_EXERCISE AIM_:
Count the lines in the entries below that contain the word "roof", and give only that number.

_LISTED RECORDS_:
·····

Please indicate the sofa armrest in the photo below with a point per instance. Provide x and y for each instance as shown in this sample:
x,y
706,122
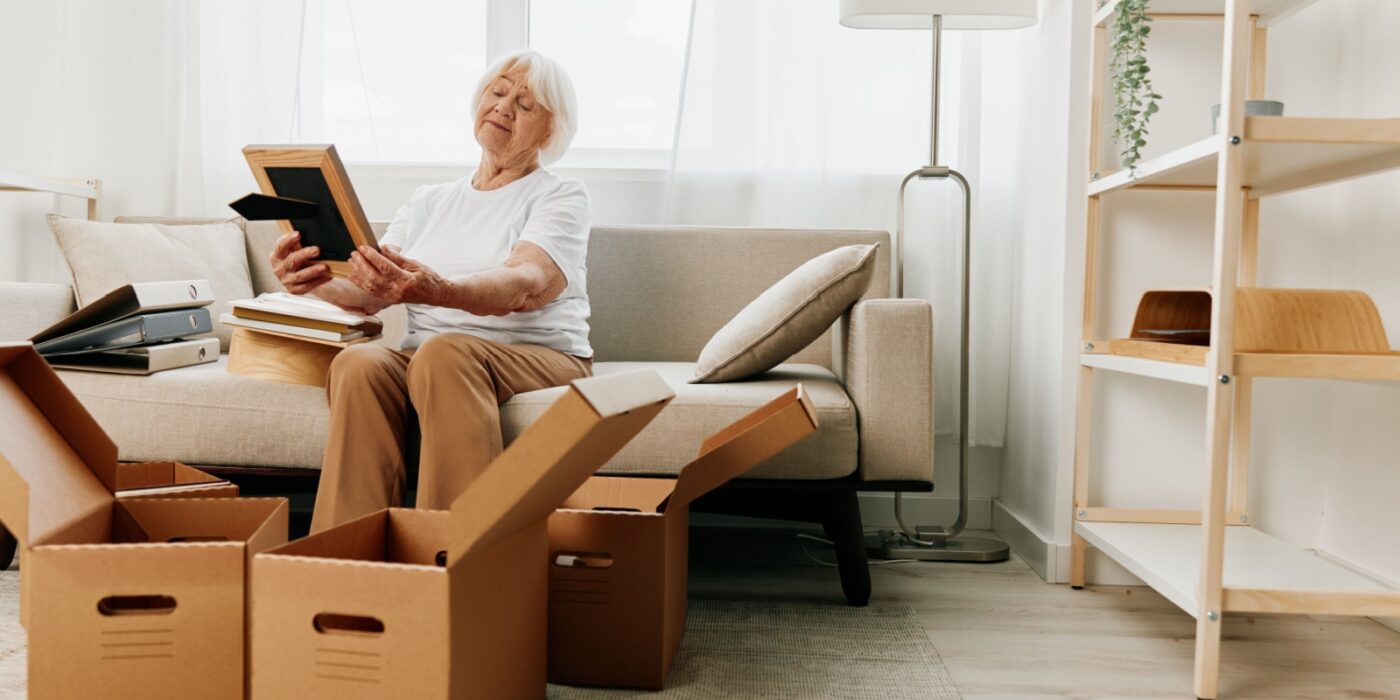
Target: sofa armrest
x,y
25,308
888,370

·····

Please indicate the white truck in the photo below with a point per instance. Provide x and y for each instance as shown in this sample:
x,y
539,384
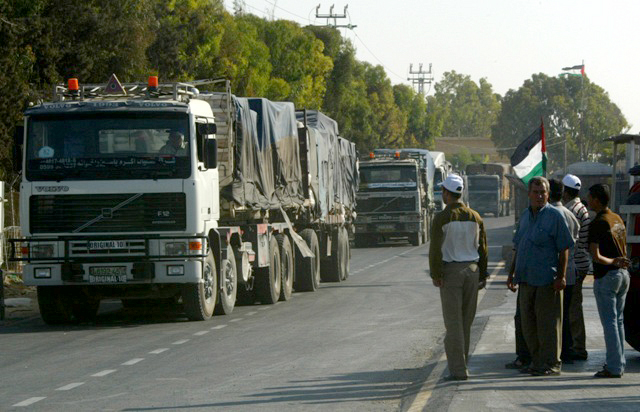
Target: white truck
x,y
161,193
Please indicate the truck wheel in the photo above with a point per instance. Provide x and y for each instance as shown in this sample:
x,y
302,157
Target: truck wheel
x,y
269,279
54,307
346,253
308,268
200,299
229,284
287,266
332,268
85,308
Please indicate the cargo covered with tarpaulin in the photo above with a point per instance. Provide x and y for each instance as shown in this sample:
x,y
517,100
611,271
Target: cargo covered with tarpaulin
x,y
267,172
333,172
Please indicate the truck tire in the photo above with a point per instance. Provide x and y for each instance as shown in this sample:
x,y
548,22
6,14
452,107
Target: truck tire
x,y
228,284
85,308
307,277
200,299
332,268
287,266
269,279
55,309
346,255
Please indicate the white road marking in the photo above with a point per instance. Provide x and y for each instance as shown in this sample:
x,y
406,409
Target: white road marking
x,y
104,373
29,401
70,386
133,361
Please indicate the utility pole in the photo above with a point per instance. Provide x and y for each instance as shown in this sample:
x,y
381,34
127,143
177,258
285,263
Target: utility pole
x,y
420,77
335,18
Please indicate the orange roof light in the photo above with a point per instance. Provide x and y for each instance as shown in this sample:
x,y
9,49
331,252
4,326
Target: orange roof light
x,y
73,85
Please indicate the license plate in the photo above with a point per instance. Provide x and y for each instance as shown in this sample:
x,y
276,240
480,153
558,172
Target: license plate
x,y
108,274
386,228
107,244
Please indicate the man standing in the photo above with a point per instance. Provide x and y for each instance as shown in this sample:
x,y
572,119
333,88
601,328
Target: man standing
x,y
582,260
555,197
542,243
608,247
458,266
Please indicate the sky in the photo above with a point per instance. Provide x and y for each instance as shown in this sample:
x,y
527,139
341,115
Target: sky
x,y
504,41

·····

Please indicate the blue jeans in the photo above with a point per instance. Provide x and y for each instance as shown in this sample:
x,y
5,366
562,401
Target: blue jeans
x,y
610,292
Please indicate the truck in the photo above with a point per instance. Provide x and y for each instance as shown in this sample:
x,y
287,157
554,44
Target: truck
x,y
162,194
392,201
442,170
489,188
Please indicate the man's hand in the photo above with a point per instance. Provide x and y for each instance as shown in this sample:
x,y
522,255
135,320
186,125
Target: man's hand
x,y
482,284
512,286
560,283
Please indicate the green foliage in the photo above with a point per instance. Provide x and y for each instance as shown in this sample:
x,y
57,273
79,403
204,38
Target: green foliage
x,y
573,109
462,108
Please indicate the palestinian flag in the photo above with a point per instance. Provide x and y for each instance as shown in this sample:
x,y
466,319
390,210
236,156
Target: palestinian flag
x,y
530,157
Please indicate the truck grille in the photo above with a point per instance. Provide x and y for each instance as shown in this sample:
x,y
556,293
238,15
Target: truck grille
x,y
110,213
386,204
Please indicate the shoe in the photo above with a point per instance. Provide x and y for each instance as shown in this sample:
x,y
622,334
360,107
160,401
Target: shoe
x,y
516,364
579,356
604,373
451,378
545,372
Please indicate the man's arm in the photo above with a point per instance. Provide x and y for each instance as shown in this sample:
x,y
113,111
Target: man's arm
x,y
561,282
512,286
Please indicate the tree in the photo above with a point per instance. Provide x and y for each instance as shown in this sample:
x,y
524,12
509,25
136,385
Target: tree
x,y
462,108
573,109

·····

_EXERCISE OUTPUT_:
2